* AIM OF THE EXERCISE
Transcribe the listing below only from the line with "Query: motorcycle front wheel" up to and including the line with "find the purple shop sign in the photo above".

* MATERIAL FOR THIS TASK
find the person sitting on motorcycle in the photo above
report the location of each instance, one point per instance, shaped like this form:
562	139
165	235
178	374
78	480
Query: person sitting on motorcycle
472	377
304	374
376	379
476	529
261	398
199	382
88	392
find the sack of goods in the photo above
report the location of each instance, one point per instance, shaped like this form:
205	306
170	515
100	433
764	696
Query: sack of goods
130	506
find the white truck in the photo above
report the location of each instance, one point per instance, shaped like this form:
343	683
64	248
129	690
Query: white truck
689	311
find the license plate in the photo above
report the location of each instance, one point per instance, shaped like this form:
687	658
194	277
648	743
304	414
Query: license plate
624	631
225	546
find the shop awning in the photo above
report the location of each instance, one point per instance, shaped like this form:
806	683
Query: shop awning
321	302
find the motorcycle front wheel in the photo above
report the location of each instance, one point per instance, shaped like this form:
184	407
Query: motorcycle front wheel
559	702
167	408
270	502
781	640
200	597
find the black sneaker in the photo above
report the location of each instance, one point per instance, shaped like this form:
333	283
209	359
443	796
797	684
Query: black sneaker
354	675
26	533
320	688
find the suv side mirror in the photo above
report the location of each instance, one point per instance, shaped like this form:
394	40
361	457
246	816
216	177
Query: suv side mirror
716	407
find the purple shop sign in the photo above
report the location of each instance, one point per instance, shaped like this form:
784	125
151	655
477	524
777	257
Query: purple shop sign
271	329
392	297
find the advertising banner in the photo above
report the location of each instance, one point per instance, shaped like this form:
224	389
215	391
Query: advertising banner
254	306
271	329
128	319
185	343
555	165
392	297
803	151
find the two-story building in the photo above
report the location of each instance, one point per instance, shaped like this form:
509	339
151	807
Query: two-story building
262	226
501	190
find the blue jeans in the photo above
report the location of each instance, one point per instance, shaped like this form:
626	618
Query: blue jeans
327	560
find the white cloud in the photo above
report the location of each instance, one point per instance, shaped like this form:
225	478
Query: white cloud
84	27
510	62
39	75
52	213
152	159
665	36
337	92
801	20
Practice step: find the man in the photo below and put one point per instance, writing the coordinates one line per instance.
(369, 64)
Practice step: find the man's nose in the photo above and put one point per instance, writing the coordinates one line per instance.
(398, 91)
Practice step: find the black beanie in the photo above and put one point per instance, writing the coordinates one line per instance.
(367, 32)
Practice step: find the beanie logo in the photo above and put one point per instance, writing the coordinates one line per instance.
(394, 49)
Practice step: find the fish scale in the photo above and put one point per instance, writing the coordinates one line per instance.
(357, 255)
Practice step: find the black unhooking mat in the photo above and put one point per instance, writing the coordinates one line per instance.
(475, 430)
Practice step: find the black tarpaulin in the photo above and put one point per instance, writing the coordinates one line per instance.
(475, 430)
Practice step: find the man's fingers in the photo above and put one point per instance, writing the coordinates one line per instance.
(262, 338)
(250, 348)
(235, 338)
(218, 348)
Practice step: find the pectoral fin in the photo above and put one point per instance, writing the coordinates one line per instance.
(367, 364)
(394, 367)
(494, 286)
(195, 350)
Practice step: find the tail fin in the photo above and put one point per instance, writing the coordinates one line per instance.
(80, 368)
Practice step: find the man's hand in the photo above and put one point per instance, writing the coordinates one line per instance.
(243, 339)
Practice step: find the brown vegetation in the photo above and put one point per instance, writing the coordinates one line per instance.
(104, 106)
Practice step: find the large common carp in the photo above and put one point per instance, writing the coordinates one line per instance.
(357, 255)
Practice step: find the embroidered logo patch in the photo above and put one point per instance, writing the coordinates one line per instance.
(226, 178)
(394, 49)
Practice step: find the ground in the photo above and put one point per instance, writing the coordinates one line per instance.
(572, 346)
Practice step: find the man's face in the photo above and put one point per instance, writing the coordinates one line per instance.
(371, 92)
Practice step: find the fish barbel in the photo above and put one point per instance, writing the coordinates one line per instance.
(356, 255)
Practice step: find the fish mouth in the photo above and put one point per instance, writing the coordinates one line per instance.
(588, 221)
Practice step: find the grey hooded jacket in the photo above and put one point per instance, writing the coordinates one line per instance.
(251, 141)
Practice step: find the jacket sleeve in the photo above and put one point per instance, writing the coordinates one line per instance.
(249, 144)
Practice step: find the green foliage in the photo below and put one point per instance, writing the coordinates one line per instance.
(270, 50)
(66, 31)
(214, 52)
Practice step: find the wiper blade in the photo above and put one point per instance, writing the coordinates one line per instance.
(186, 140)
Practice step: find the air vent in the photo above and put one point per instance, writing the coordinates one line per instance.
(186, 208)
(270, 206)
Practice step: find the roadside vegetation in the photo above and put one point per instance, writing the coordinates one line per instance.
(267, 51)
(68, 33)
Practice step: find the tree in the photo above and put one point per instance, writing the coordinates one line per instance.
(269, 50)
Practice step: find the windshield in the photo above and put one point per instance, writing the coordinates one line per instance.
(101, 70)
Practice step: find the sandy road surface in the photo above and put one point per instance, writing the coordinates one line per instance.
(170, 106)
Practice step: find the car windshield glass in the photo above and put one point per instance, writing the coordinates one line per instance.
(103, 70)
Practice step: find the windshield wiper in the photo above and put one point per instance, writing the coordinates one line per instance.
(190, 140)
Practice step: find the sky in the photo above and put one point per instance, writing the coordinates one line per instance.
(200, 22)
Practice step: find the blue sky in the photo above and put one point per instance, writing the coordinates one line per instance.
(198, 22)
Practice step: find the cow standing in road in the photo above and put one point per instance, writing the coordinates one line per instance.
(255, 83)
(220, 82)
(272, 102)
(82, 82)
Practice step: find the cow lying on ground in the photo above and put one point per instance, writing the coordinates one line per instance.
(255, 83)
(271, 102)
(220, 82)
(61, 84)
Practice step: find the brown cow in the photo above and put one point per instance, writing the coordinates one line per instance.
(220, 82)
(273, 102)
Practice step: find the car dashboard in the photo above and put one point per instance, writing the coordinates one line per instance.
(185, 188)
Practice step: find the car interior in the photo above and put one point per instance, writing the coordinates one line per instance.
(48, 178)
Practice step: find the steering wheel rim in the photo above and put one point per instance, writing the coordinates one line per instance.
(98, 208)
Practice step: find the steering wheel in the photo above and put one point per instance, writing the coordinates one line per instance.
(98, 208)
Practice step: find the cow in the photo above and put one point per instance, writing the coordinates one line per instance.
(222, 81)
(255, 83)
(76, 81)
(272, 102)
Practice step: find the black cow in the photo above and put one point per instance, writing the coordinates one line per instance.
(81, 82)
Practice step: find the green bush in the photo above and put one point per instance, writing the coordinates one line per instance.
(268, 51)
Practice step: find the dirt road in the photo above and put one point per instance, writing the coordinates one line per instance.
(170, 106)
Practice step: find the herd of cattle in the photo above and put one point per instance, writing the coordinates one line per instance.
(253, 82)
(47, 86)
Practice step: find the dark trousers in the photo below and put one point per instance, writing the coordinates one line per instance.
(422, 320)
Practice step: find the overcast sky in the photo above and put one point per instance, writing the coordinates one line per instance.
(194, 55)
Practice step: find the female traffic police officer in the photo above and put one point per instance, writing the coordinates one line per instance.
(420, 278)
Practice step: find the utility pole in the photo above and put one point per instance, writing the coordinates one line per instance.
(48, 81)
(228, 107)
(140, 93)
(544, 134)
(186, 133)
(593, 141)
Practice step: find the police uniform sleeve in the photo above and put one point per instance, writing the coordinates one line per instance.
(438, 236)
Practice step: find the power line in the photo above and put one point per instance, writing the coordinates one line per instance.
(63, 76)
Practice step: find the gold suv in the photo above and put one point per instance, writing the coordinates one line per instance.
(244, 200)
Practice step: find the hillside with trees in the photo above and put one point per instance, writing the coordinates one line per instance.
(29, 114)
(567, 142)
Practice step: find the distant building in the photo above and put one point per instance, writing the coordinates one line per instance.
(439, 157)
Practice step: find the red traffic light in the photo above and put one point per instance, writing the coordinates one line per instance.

* ANSWER FOR THIS EXERCISE
Query: motorcycle front wheel
559	702
167	408
270	502
781	640
200	597
find the black sneaker in the photo above
report the location of each instance, one point per instance, shaped like this form:
333	283
209	359
443	796
797	684
Query: black sneaker
354	675
26	533
320	688
find the suv side mirror in the photo above
report the location of each instance, one point per instance, shaped like this form:
394	40
361	457
246	816
216	177
Query: suv side mirror
716	407
find the purple shop sign in the photo above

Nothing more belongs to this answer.